[REQUIRED TASK] Please put everything from the start of the items down through the line containing "column 985, row 750" into a Markdown table with columns headed Row and Line. Number each line, and leave out blank lines.

[Labeled object pointing entries]
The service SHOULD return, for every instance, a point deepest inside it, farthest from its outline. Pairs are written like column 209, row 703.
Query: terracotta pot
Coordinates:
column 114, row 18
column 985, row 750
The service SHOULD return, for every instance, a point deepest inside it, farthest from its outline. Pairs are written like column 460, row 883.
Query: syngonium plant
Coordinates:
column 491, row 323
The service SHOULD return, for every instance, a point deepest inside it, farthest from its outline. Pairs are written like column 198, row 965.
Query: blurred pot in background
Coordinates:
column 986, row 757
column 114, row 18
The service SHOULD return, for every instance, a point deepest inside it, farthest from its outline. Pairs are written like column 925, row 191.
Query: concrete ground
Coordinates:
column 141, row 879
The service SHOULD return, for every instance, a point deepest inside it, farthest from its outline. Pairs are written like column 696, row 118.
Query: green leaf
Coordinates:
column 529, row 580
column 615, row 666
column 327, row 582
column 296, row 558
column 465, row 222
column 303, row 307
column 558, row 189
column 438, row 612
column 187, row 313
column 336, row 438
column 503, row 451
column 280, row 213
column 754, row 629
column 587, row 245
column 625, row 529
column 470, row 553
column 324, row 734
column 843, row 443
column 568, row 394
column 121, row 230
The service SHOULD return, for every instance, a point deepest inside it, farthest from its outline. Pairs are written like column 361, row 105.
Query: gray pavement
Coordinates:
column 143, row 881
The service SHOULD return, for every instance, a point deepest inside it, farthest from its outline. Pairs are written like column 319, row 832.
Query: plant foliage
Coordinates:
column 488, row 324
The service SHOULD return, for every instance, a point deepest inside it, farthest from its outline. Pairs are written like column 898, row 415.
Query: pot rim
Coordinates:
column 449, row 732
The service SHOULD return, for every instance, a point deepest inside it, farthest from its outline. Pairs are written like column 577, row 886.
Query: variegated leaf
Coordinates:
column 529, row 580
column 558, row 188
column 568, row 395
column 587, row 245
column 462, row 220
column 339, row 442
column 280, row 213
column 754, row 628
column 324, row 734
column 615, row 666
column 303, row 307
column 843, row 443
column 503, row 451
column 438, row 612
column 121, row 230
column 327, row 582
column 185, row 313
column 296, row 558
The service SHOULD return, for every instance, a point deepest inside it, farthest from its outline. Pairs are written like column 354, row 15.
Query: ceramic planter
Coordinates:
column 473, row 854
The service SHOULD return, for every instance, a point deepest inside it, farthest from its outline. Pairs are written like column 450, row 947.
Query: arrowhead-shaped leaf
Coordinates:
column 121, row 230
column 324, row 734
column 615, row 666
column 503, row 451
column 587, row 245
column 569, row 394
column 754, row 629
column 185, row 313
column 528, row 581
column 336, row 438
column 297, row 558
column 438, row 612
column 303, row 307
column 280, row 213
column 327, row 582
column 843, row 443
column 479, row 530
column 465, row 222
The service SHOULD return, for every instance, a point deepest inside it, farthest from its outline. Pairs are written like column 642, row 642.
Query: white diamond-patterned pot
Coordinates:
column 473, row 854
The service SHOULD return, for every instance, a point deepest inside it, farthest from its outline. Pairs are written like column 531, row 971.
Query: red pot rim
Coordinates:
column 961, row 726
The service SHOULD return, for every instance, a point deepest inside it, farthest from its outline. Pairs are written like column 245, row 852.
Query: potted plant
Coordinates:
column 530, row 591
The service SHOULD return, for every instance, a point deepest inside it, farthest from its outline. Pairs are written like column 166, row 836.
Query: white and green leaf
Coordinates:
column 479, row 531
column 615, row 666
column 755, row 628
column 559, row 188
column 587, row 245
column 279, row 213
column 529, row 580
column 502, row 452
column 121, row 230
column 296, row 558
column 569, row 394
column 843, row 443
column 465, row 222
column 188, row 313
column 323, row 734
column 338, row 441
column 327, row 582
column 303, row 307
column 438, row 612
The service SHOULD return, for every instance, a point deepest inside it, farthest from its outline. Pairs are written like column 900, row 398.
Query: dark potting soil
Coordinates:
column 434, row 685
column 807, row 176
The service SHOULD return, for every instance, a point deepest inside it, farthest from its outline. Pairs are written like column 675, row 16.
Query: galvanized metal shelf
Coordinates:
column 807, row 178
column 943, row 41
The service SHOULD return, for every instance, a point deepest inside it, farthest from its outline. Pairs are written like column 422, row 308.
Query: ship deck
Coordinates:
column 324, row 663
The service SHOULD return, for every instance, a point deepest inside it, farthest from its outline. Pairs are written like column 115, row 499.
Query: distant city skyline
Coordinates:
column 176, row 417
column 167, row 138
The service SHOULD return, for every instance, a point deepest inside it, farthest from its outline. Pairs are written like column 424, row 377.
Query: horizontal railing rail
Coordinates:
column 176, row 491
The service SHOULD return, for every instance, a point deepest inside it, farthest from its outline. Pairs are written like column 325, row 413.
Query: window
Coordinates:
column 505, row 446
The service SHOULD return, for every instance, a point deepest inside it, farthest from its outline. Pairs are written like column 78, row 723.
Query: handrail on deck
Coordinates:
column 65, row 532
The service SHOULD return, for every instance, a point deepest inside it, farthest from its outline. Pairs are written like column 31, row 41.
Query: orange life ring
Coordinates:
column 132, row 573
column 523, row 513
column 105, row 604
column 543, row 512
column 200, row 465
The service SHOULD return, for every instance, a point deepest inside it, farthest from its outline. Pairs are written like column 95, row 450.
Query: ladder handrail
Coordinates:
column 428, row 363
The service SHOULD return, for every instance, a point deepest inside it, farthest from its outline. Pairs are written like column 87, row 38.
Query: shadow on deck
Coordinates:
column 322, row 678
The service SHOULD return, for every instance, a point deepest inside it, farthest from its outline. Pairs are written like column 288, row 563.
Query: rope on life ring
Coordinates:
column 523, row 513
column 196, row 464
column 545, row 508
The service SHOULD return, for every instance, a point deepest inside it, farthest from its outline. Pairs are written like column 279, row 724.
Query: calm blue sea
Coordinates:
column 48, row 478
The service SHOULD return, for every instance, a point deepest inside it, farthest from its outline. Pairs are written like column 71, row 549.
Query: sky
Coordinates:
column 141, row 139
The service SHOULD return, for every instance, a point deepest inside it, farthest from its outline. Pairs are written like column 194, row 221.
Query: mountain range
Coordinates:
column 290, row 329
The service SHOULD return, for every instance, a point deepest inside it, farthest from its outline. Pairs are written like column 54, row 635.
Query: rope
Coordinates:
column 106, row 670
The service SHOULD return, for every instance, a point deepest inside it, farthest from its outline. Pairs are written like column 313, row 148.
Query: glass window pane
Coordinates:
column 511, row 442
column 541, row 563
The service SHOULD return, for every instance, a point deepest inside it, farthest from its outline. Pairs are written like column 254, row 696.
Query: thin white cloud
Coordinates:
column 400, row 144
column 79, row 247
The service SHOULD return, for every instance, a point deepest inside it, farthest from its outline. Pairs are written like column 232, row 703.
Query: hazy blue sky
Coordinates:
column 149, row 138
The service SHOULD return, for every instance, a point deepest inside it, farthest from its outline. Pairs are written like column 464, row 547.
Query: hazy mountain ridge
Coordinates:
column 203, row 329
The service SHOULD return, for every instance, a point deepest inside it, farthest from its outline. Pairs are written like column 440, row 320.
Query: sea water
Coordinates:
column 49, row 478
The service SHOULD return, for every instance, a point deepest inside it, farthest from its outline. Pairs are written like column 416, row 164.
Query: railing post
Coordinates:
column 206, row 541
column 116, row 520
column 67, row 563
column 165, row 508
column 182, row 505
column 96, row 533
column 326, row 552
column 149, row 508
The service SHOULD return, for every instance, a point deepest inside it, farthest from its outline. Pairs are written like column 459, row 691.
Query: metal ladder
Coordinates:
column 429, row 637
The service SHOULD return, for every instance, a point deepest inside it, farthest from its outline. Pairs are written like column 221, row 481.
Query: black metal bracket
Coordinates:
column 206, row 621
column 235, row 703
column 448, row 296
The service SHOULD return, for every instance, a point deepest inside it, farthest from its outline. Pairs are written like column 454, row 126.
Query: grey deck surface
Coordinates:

[RESPONSE FOR THIS EXERCISE]
| Row | Line |
|---|---|
| 1 | The service SHOULD return, for every instance, a point deepest inside it, farthest from its outline. Pairs are written like column 209, row 703. |
| 2 | Query: terracotta pot |
| 3 | Coordinates: |
| 4 | column 114, row 18 |
| 5 | column 985, row 750 |